━━━ Source document ━━━
Day 28 Hard CDN / Edge Anycast Tiered Cache Edge Compute

CDN & Edge — Pushing Compute and Cache Within 50km of the UserAnycast, Tiered Cache, Edge Invalidation, Edge Compute

Scenario + Requirements

You're designing the CDN + Edge layer for a global e-commerce / media site: 50M DAU across five continents. The content is a mix of static assets (images/JS/video segments, strongly cacheable) + semi-dynamic pages (product pages, stale-tolerant for seconds) + dynamic APIs (cart, uncacheable).

Latency SLO: static assets p95 < 50ms (must hit the edge); dynamic APIs do TLS termination + routing at the edge, then ride an optimized backbone to origin.
Peak traffic: 2M RPS globally during promotions, ~90% cacheable — meaning origin should see only ~200K RPS. The cache layer must absorb an order of magnitude.
DDoS resilience: the edge must soak up Tbps-scale attack traffic, and a single PoP going down must not take the whole site offline.
Invalidation latency: after a price change, global edge caches must reflect the new price within seconds (a wrong price = real money lost).

The core tension: the closer you push content to the user, the higher the hit ratio and lower the latency — but the harder invalidation becomes and the weaker consistency gets. CDN design is finding the balance on this axis.

High-Level Architecture

graph LR
    U["Global users
same Anycast IP"]
    subgraph PoP["Nearest PoP (lower tier)"]
      EDGE["Edge node
TLS term · WAF · Edge Worker"]
      L1["Edge cache L1"]
    end
    UPPER["Regional upper-tier cache
upper tier"]
    SHIELD["Origin Shield
single fetch funnel"]
    ORG[("Origin
app + object store")]

    U -->|BGP picks nearest| EDGE --> L1
    L1 -.miss.-> UPPER
    UPPER -.miss.-> SHIELD
    SHIELD -.miss.-> ORG

    classDef client fill:#1a2530,stroke:#64c8ff,color:#e8eef5
    classDef edge fill:#0e2030,stroke:#5eead4,color:#e8eef5
    classDef cache fill:#1a1a30,stroke:#ffb450,color:#e8eef5
    classDef origin fill:#2a1530,stroke:#ff7ab6,color:#e8eef5
    class U client
    class EDGE,L1 edge
    class UPPER,SHIELD cache
    class ORG origin

Anycast steers users to the nearest PoP; tiering funnels misses toward origin — rightward nodes are fewer and hits more expensive

Component roles: the edge node catches traffic via Anycast, does the TLS handshake, WAF filtering, and runs Edge Workers; the edge cache returns directly on a hit (the vast majority of requests); on a miss it asks the regional upper-tier cache, then the Origin Shield (one designated PoP dedicated to fetching, collapsing misses from thousands of edges into a few origin requests), and only then hits origin. This "lower → upper → shield → origin" funnel is the key to hit ratio and origin protection.
━━━
§ **Written task 1**
Say whether each statement agrees with the CDN and edge design page, answering yes or no and quoting the deciding words from it:
(a) Peak traffic reaches 2M RPS globally during promotions.
(b) Dynamic APIs such as the cart are strongly cacheable.
(c) The Origin Shield is one designated PoP dedicated to fetching.
━━━ Materials provided ━━━
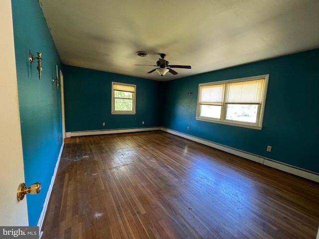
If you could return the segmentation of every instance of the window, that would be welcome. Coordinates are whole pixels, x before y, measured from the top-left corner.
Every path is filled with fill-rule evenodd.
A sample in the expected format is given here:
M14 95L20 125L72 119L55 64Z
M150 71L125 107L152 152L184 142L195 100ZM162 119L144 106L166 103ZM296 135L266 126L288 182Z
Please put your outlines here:
M113 115L135 115L136 85L112 83L112 112Z
M196 120L261 129L269 77L200 84Z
━━━
§ **Written task 2**
Rewrite the segmentation data rows with "top-left corner" replaced by "upper-left corner" and nothing else changed. Please leave the picture out.

§ **Correct response 1**
(a) Yes: "Peak traffic: 2M RPS globally during promotions"
(b) No: "dynamic APIs (cart, uncacheable)"
(c) Yes: "one designated PoP dedicated to fetching"

§ **Correct response 2**
If you could return the segmentation of every instance of the window, that would be welcome. Coordinates are whole pixels, x before y, measured from the upper-left corner.
Every path is filled with fill-rule evenodd.
A sample in the expected format is given here:
M14 95L20 125L72 119L55 64Z
M150 71L125 107L152 152L184 142L195 100ZM162 119L144 106L166 103ZM296 135L266 126L288 182Z
Please put your outlines here:
M113 115L135 115L136 85L112 83L112 112Z
M196 120L261 129L269 77L200 84Z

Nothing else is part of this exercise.